▸ **WHAT IS ASKED**:
A - Summarize the passage on OProfile performance counter multiplexing in two sentences.
B - In the passage on OProfile performance counter multiplexing, which CPUs are the counters first configured to collect data on?
C - Continue the passage on OProfile performance counter multiplexing from where it stops.

▸ **PAGE TEXT**:
──────────────────────────────

Oprofile is expected to collect data on all CPUs simultaneously.
However, there is one set of performance counters per node. There are
two hardware threads or virtual CPUs on each node. Hence, OProfile must
multiplex in time the performance counter collection on the two virtual
CPUs.
The multiplexing of the performance counters is done by a virtual
counter routine. Initially, the counters are configured to collect data
on the even CPUs in the system, one CPU per node. In order to capture
the PC for the virtual CPU when the performance counter interrupt occurs
(the specified number of events between samples has occurred), the even
processors are configured to handle the performance counter interrupts
for their node. The virtual counter routine is called via a kernel
timer after the virtual sample time. The routine stops the counters,
saves the current counts, loads the last counts for the other virtual
CPU on the node, sets interrupts to be handled by the other virtual CPU
and restarts the counters, the virtual timer routine is scheduled to run
again. The virtual sample time is kept relatively small to make sure
sampling occurs on both CPUs on the node with a relatively small
granularity. Whenever the counters overflow, the performance counter
interrupt is called to collect the PC for the CPU where data is being
collected.

──────────────────────────────

[Pointing dataset records]
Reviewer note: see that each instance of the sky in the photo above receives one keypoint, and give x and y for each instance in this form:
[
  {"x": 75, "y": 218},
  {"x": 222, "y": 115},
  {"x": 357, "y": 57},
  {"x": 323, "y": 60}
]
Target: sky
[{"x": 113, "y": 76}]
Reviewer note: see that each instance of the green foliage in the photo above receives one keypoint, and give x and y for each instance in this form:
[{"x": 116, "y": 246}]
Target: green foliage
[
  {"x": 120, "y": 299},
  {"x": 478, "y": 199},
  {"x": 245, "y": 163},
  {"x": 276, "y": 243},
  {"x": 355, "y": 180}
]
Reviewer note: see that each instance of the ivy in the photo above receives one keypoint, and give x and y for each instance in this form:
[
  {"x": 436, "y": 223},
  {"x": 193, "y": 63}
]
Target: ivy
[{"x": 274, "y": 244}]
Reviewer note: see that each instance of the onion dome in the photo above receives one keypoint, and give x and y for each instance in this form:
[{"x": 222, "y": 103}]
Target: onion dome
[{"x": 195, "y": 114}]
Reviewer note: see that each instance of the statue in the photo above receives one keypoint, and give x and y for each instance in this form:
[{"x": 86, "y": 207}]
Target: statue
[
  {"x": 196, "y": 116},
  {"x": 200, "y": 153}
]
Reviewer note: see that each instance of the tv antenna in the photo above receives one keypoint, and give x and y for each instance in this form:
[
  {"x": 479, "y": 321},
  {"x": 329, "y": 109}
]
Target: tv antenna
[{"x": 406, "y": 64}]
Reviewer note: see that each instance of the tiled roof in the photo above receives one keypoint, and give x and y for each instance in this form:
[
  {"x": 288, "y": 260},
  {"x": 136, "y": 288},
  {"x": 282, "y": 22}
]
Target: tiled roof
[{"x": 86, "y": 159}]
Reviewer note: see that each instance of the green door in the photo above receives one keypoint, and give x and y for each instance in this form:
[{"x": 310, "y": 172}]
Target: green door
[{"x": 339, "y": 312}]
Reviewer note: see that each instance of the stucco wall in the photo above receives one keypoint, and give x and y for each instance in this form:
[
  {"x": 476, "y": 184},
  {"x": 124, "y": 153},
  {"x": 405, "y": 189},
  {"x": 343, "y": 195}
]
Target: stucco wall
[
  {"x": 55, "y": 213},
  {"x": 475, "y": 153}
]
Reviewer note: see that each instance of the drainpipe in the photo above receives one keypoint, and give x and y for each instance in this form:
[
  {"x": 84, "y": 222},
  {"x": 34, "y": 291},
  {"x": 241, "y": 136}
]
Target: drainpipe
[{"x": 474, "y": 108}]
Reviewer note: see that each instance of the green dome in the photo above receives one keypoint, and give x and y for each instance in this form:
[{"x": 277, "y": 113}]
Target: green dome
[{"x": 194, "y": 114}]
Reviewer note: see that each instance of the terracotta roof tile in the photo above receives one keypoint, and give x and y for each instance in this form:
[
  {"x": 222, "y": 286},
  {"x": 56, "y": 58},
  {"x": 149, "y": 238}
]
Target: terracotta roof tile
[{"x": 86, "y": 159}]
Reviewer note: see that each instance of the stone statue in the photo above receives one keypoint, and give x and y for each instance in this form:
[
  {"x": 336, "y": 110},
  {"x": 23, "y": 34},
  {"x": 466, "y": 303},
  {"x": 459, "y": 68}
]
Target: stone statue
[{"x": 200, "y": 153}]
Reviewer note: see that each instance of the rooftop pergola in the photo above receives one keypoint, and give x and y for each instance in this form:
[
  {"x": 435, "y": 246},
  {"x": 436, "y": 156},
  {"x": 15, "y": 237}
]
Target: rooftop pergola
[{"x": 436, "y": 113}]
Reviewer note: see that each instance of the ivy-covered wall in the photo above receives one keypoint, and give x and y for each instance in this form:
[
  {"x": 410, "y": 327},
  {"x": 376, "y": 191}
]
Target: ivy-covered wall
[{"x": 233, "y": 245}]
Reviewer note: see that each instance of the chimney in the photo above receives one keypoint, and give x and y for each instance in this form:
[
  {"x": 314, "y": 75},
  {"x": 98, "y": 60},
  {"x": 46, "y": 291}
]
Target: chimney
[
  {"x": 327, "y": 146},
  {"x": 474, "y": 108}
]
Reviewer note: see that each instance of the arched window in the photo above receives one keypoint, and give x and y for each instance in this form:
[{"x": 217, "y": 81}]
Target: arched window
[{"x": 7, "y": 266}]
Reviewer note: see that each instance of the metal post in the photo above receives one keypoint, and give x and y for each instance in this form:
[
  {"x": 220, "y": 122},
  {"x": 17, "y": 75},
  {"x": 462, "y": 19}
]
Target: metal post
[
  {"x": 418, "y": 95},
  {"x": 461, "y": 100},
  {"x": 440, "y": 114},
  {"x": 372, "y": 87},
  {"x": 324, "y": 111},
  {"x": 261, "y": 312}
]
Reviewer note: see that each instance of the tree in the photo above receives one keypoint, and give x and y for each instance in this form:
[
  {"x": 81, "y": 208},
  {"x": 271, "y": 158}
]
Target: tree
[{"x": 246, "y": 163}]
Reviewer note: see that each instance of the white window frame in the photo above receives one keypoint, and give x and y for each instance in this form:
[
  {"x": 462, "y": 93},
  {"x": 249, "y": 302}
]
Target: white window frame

──────────────────────────────

▸ **TASK-BY-TASK OUTPUTS**:
A - Because each node has only one set of performance counters but two virtual CPUs, OProfile must multiplex counter collection in time between the two. A virtual counter routine, called by a kernel timer after the virtual sample time, stops the counters, saves their counts, loads the other virtual CPU's last counts, hands interrupt handling to that CPU, and restarts the counters.

B - The even CPUs in the system, one CPU per node.

C -
The oprofile driver relies on a firmware RTAS call to setup the debug bus
to route the desired signals to the performance counter hardware to be
counted. The RTAS call must set the routing registers appropriately in
each of the islands to pass the signals down the debug bus as well as
routing the signals from a particular island onto the bus. There is a
second firmware RTAS call to reset the debug bus to the non pass thru
state when the counters are not in use.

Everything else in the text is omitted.